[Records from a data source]
** START **

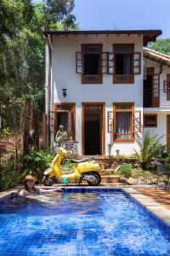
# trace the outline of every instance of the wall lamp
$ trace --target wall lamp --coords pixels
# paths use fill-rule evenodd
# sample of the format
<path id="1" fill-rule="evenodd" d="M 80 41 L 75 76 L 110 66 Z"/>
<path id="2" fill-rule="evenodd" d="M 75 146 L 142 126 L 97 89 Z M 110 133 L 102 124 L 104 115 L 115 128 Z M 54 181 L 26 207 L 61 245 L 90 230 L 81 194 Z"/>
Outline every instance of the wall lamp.
<path id="1" fill-rule="evenodd" d="M 66 96 L 66 88 L 63 88 L 62 90 L 63 90 L 63 96 L 65 98 L 65 96 Z"/>

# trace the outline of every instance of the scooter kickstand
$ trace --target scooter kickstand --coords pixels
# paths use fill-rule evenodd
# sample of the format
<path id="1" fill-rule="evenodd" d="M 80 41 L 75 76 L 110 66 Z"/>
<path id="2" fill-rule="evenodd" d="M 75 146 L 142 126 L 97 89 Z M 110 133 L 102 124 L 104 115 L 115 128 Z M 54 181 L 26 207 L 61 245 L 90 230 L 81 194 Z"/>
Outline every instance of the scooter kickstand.
<path id="1" fill-rule="evenodd" d="M 82 182 L 82 177 L 80 177 L 80 179 L 79 179 L 79 185 L 81 184 L 81 182 Z"/>

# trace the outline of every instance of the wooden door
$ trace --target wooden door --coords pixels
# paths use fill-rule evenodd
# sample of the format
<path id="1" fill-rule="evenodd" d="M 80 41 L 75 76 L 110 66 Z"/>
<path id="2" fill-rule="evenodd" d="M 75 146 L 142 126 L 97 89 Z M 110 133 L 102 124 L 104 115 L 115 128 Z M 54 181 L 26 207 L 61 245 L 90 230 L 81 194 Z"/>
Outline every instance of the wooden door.
<path id="1" fill-rule="evenodd" d="M 167 115 L 167 150 L 170 151 L 170 115 Z"/>
<path id="2" fill-rule="evenodd" d="M 104 102 L 82 102 L 82 154 L 85 154 L 85 114 L 86 112 L 100 113 L 100 152 L 105 154 L 105 104 Z"/>
<path id="3" fill-rule="evenodd" d="M 159 83 L 160 77 L 159 73 L 154 73 L 153 75 L 153 107 L 159 108 Z"/>

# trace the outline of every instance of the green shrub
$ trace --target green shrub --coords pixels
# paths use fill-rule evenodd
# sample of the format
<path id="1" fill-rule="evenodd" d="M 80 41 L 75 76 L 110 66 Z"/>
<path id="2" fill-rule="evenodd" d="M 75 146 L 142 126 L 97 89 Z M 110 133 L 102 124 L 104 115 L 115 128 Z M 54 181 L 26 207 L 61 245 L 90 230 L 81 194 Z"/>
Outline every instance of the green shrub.
<path id="1" fill-rule="evenodd" d="M 132 175 L 133 166 L 131 164 L 122 164 L 120 169 L 117 171 L 117 174 L 129 178 Z"/>
<path id="2" fill-rule="evenodd" d="M 42 150 L 35 150 L 23 156 L 24 172 L 21 177 L 27 174 L 35 175 L 41 182 L 44 171 L 49 166 L 53 154 L 47 154 Z"/>
<path id="3" fill-rule="evenodd" d="M 156 157 L 162 151 L 165 150 L 166 146 L 163 146 L 160 141 L 163 136 L 157 135 L 150 136 L 150 131 L 147 131 L 144 134 L 144 140 L 137 135 L 137 143 L 139 147 L 139 152 L 134 150 L 133 157 L 141 165 L 143 169 L 150 168 L 150 160 Z"/>
<path id="4" fill-rule="evenodd" d="M 1 166 L 1 190 L 8 190 L 17 186 L 20 182 L 18 160 L 11 154 Z"/>

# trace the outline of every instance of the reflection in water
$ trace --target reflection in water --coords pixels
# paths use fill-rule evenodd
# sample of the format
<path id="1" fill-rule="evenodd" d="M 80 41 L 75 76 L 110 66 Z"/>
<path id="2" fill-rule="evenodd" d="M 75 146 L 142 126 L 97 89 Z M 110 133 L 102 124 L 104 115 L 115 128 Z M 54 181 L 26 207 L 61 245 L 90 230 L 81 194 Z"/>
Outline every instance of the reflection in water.
<path id="1" fill-rule="evenodd" d="M 118 193 L 31 195 L 0 206 L 1 255 L 168 255 L 170 232 Z M 8 244 L 8 247 L 7 247 Z"/>

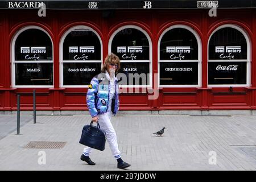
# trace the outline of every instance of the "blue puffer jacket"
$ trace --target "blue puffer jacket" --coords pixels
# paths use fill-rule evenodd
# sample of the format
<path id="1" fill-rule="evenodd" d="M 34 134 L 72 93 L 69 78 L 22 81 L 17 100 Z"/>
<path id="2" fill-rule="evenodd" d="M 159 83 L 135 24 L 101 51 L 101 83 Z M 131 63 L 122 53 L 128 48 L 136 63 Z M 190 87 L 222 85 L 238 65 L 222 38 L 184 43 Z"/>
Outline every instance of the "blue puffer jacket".
<path id="1" fill-rule="evenodd" d="M 112 111 L 116 114 L 119 109 L 118 86 L 117 78 L 115 78 L 115 96 L 112 100 Z M 88 86 L 86 95 L 87 107 L 92 117 L 106 113 L 109 107 L 110 80 L 105 73 L 94 76 Z"/>

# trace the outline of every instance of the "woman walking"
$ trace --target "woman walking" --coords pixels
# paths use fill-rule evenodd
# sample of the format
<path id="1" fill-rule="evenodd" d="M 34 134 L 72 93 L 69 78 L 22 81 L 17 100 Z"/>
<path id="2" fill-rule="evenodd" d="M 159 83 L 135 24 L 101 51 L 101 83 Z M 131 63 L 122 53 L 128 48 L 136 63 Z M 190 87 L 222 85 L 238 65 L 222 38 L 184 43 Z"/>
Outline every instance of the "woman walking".
<path id="1" fill-rule="evenodd" d="M 101 73 L 94 76 L 89 85 L 86 102 L 92 120 L 98 122 L 101 129 L 105 132 L 112 154 L 117 160 L 117 167 L 125 169 L 131 165 L 121 159 L 117 135 L 110 122 L 111 112 L 115 115 L 119 108 L 118 86 L 115 74 L 119 68 L 118 57 L 113 53 L 108 55 L 105 59 Z M 89 147 L 84 148 L 81 156 L 81 160 L 89 165 L 95 165 L 89 157 L 92 149 Z"/>

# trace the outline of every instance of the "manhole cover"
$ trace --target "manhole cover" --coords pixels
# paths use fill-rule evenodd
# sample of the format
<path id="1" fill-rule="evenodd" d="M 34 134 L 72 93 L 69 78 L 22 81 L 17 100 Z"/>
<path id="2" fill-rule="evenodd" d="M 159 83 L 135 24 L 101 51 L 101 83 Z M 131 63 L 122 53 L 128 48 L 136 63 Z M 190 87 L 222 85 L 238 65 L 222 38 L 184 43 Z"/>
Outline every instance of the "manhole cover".
<path id="1" fill-rule="evenodd" d="M 32 141 L 30 142 L 25 148 L 61 148 L 66 142 L 47 142 Z"/>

** END **

THE EXERCISE
Reproduce all the entries, switching each "sample of the format" to "template for the format" and leaving everything else unchanged. Omit the pictures.

RESULT
# trace the outline of every instance of the wall lamp
$ trace --target wall lamp --coords pixels
# paths use fill-rule evenodd
# template for the format
<path id="1" fill-rule="evenodd" d="M 80 41 L 75 76 L 110 66 Z"/>
<path id="2" fill-rule="evenodd" d="M 75 146 L 142 126 L 97 89 Z M 110 133 L 102 124 L 104 115 L 115 128 Z M 54 181 L 26 207 L 61 245 L 90 230 L 81 194 Z"/>
Outline every instance of the wall lamp.
<path id="1" fill-rule="evenodd" d="M 66 96 L 66 88 L 63 88 L 62 90 L 63 90 L 63 96 L 65 98 L 65 96 Z"/>

# trace the outline of every instance of the scooter kickstand
$ trace --target scooter kickstand --coords pixels
# paths use fill-rule evenodd
# template for the format
<path id="1" fill-rule="evenodd" d="M 80 41 L 75 76 L 110 66 Z"/>
<path id="2" fill-rule="evenodd" d="M 75 146 L 142 126 L 97 89 Z M 110 133 L 102 124 L 104 115 L 115 128 Z M 54 181 L 26 207 L 61 245 L 90 230 L 81 194 Z"/>
Outline every instance of the scooter kickstand.
<path id="1" fill-rule="evenodd" d="M 82 182 L 82 177 L 80 177 L 80 179 L 79 179 L 79 185 L 81 184 L 81 182 Z"/>

# trace the outline of every instance of the wooden door
$ trace --target wooden door --coords pixels
# paths use fill-rule evenodd
# template for the format
<path id="1" fill-rule="evenodd" d="M 80 41 L 75 76 L 110 66 Z"/>
<path id="2" fill-rule="evenodd" d="M 75 146 L 142 126 L 97 89 Z M 110 133 L 102 124 L 104 115 L 115 128 Z M 54 181 L 26 207 L 61 245 L 90 230 L 81 194 Z"/>
Outline every instance of the wooden door.
<path id="1" fill-rule="evenodd" d="M 167 115 L 167 150 L 170 151 L 170 115 Z"/>
<path id="2" fill-rule="evenodd" d="M 104 102 L 82 102 L 82 154 L 85 154 L 85 114 L 86 112 L 100 113 L 100 152 L 105 154 L 105 104 Z"/>
<path id="3" fill-rule="evenodd" d="M 159 83 L 160 77 L 159 73 L 154 73 L 153 75 L 153 107 L 159 108 Z"/>

# trace the outline of every instance of the green shrub
$ trace --target green shrub --coords pixels
# paths use fill-rule evenodd
# template for the format
<path id="1" fill-rule="evenodd" d="M 80 41 L 75 76 L 110 66 Z"/>
<path id="2" fill-rule="evenodd" d="M 75 146 L 142 126 L 97 89 Z M 110 133 L 102 124 L 104 115 L 115 128 Z M 54 181 L 26 207 L 61 245 L 90 230 L 81 194 Z"/>
Outline every instance of the green shrub.
<path id="1" fill-rule="evenodd" d="M 132 175 L 133 166 L 131 164 L 122 164 L 120 169 L 117 171 L 117 174 L 129 178 Z"/>
<path id="2" fill-rule="evenodd" d="M 42 150 L 35 150 L 23 156 L 24 172 L 21 177 L 27 174 L 35 175 L 41 182 L 44 171 L 49 166 L 53 154 L 47 154 Z"/>
<path id="3" fill-rule="evenodd" d="M 156 157 L 162 151 L 165 150 L 166 146 L 163 146 L 160 141 L 163 136 L 157 135 L 150 136 L 150 131 L 147 131 L 144 134 L 144 140 L 137 135 L 137 143 L 139 147 L 139 152 L 134 150 L 133 157 L 141 165 L 143 169 L 150 168 L 150 160 Z"/>
<path id="4" fill-rule="evenodd" d="M 1 166 L 1 190 L 8 190 L 17 186 L 20 182 L 18 160 L 11 154 Z"/>

# trace the outline of every instance of the reflection in water
$ trace --target reflection in water --coords pixels
# paths use fill-rule evenodd
# template for the format
<path id="1" fill-rule="evenodd" d="M 80 41 L 75 76 L 110 66 Z"/>
<path id="2" fill-rule="evenodd" d="M 75 146 L 142 126 L 97 89 Z M 110 133 L 102 124 L 104 115 L 115 128 Z M 54 181 L 26 207 L 61 245 L 90 230 L 81 194 Z"/>
Outline every instance of the reflection in water.
<path id="1" fill-rule="evenodd" d="M 118 193 L 31 195 L 0 206 L 1 255 L 168 255 L 170 232 Z M 8 244 L 8 247 L 7 247 Z"/>

# trace the outline of every instance of the "blue puffer jacket"
$ trace --target "blue puffer jacket" --coords pixels
# paths use fill-rule evenodd
# template for the format
<path id="1" fill-rule="evenodd" d="M 34 134 L 72 93 L 69 78 L 22 81 L 17 100 Z"/>
<path id="2" fill-rule="evenodd" d="M 159 83 L 135 24 L 101 51 L 101 83 Z M 131 63 L 122 53 L 128 48 L 136 63 Z M 190 87 L 222 85 L 238 65 L 222 38 L 184 43 Z"/>
Outline every instance of the "blue puffer jacket".
<path id="1" fill-rule="evenodd" d="M 112 111 L 116 114 L 119 109 L 118 86 L 117 78 L 115 78 L 115 96 L 112 100 Z M 88 86 L 86 95 L 87 107 L 92 117 L 106 113 L 109 107 L 110 80 L 105 73 L 94 76 Z"/>

# trace the outline of every instance of the "woman walking"
$ trace --target "woman walking" --coords pixels
# paths use fill-rule evenodd
# template for the format
<path id="1" fill-rule="evenodd" d="M 34 134 L 72 93 L 69 78 L 22 81 L 17 100 Z"/>
<path id="2" fill-rule="evenodd" d="M 159 83 L 135 24 L 101 51 L 101 83 Z M 131 63 L 122 53 L 128 48 L 136 63 Z M 190 87 L 222 85 L 238 65 L 222 38 L 184 43 Z"/>
Outline every instance of the "woman walking".
<path id="1" fill-rule="evenodd" d="M 101 73 L 94 76 L 89 85 L 86 102 L 92 120 L 98 122 L 101 129 L 105 132 L 112 154 L 117 160 L 117 167 L 125 169 L 131 165 L 121 159 L 117 135 L 110 122 L 111 112 L 115 115 L 119 108 L 118 86 L 115 74 L 119 68 L 118 57 L 113 53 L 108 55 L 105 59 Z M 89 147 L 84 148 L 81 156 L 81 160 L 89 165 L 95 165 L 89 157 L 92 149 Z"/>

# trace the outline of every instance of the "manhole cover"
$ trace --target "manhole cover" --coords pixels
# paths use fill-rule evenodd
# template for the format
<path id="1" fill-rule="evenodd" d="M 34 134 L 72 93 L 69 78 L 22 81 L 17 100 Z"/>
<path id="2" fill-rule="evenodd" d="M 159 83 L 135 24 L 101 51 L 101 83 Z M 131 63 L 122 53 L 128 48 L 136 63 Z M 190 87 L 222 85 L 238 65 L 222 38 L 184 43 Z"/>
Outline every instance of the "manhole cover".
<path id="1" fill-rule="evenodd" d="M 32 141 L 30 142 L 25 148 L 61 148 L 66 142 L 47 142 Z"/>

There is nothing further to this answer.